Exercise prompt -> For the entries that follow, restate word for word the line containing "Target: green leaf", the line containing "Target: grey wing", and every line that lies between them.

══ Information provided ══

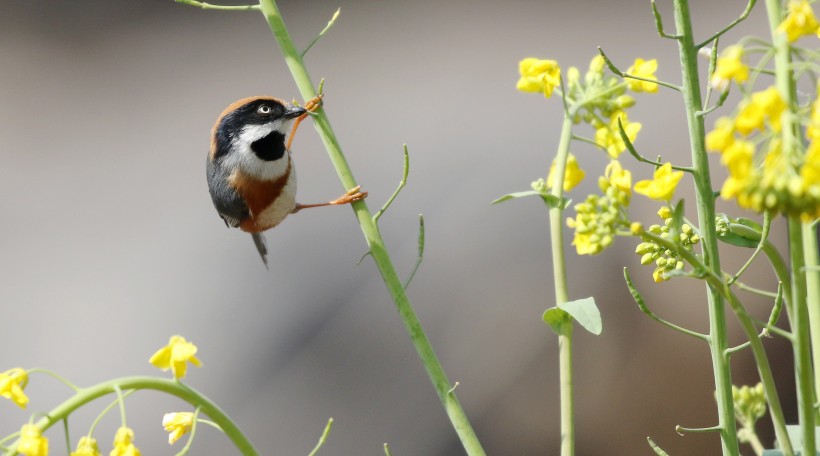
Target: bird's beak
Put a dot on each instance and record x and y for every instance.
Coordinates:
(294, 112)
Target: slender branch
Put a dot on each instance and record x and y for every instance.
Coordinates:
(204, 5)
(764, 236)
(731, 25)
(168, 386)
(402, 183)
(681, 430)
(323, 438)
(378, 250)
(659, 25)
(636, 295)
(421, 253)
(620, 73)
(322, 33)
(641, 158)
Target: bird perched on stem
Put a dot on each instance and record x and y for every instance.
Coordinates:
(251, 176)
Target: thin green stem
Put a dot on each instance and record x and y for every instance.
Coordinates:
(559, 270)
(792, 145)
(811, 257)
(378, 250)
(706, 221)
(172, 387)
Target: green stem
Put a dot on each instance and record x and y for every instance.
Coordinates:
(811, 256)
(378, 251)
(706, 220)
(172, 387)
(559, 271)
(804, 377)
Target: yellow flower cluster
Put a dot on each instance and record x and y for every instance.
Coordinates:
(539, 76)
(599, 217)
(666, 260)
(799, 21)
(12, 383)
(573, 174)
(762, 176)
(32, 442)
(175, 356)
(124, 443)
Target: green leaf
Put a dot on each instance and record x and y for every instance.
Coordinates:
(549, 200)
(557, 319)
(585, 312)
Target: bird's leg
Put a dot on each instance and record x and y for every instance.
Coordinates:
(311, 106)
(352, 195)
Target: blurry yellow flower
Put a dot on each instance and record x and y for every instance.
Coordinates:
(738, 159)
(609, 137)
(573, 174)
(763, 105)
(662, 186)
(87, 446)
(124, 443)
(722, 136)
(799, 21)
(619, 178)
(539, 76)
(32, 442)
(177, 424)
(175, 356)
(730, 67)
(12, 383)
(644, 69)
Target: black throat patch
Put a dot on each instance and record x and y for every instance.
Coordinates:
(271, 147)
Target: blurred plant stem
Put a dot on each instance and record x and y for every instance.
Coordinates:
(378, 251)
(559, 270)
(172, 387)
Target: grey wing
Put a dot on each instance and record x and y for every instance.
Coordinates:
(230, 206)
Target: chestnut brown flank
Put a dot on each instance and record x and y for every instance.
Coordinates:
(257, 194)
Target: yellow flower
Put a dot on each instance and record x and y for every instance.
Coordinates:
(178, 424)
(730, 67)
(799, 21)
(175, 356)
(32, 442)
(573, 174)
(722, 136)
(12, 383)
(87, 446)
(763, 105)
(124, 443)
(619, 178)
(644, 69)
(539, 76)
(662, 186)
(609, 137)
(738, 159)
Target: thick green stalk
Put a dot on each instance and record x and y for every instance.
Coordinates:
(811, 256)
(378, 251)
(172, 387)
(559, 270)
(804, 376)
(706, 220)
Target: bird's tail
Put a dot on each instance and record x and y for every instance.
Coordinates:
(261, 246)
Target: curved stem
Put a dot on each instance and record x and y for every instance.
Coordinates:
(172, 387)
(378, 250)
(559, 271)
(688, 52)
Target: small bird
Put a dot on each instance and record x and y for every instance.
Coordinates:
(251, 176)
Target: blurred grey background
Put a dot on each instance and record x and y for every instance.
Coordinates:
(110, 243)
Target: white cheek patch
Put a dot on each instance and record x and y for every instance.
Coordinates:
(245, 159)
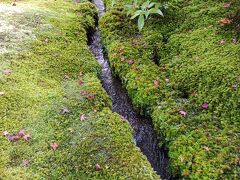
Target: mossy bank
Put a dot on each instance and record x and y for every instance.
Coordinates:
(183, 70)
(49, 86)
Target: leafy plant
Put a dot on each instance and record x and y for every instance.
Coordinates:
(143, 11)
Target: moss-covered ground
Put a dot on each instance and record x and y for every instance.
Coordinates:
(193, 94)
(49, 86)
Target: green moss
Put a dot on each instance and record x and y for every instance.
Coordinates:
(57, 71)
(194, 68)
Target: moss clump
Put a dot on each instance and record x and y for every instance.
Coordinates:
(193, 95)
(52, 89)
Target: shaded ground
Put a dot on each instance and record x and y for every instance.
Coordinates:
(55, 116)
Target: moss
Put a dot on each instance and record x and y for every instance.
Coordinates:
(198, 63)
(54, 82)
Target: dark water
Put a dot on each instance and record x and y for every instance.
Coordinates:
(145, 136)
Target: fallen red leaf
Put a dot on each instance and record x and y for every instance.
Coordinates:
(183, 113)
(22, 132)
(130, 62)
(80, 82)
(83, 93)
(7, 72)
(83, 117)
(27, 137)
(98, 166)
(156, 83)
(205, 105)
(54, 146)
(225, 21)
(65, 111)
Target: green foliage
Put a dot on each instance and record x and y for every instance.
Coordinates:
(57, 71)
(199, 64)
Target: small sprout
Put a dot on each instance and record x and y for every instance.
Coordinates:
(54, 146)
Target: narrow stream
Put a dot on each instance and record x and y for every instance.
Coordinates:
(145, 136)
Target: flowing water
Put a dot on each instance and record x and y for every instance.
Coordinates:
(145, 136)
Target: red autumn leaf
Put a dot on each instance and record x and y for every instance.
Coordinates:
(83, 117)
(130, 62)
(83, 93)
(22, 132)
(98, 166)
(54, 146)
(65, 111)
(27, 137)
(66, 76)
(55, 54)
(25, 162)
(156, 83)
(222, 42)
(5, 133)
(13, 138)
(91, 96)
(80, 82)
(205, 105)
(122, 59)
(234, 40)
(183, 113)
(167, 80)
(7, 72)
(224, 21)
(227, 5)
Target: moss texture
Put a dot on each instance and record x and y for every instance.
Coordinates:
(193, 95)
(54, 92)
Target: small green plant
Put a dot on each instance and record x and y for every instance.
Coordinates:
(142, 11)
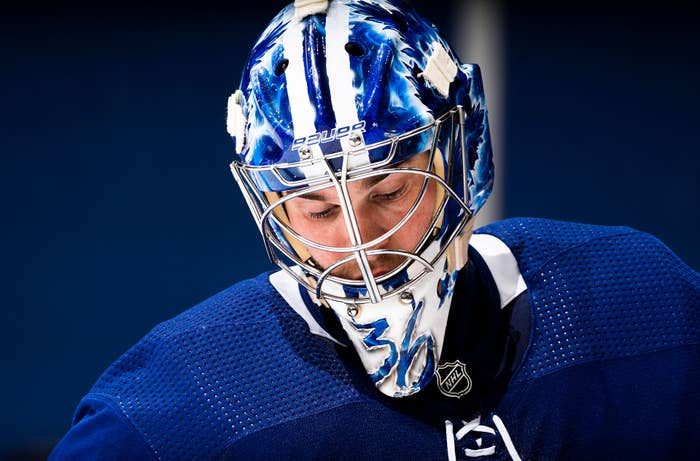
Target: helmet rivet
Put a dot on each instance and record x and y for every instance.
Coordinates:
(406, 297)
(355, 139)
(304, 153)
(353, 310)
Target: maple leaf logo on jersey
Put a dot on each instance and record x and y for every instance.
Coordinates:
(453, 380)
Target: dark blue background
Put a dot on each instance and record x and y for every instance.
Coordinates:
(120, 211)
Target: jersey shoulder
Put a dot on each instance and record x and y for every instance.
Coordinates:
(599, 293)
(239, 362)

═══
══ Information provided ══

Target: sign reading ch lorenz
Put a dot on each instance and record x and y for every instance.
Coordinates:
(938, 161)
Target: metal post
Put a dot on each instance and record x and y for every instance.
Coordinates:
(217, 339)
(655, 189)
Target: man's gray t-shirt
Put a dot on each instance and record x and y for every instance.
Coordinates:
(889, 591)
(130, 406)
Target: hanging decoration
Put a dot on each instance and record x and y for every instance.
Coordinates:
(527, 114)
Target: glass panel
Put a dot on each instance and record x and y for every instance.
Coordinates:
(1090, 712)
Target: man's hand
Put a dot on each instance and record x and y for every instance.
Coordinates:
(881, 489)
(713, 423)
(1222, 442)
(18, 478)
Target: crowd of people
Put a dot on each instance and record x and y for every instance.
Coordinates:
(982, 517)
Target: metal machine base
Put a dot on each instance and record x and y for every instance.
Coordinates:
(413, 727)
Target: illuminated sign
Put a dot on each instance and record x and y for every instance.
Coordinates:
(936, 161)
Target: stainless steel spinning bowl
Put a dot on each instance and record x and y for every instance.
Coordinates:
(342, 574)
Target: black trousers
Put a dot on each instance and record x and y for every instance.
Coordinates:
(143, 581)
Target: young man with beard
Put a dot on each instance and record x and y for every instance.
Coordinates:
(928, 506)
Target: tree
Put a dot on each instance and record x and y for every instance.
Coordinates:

═══

Written solution ->
Target: green leaf
Put a dot on each instance and record x and y for every instance.
Coordinates:
(549, 200)
(557, 319)
(585, 312)
Target: bird's leg
Put a dot on each instance and record x and y for every instance.
Coordinates:
(311, 106)
(352, 195)
Target: blurry yellow flower
Put a dot on each instance and record x and y for every instance.
Coordinates:
(738, 159)
(609, 137)
(573, 174)
(763, 105)
(662, 186)
(87, 446)
(124, 443)
(722, 136)
(799, 21)
(619, 178)
(539, 76)
(32, 442)
(177, 424)
(175, 356)
(730, 67)
(12, 383)
(644, 69)
Target: black throat patch
Put a dot on each instance and record x and y for every instance.
Coordinates:
(271, 147)
Target: blurred plant stem
Put a dot on each instance and record x and y for every instance.
Coordinates:
(378, 251)
(559, 270)
(172, 387)
Target: grey wing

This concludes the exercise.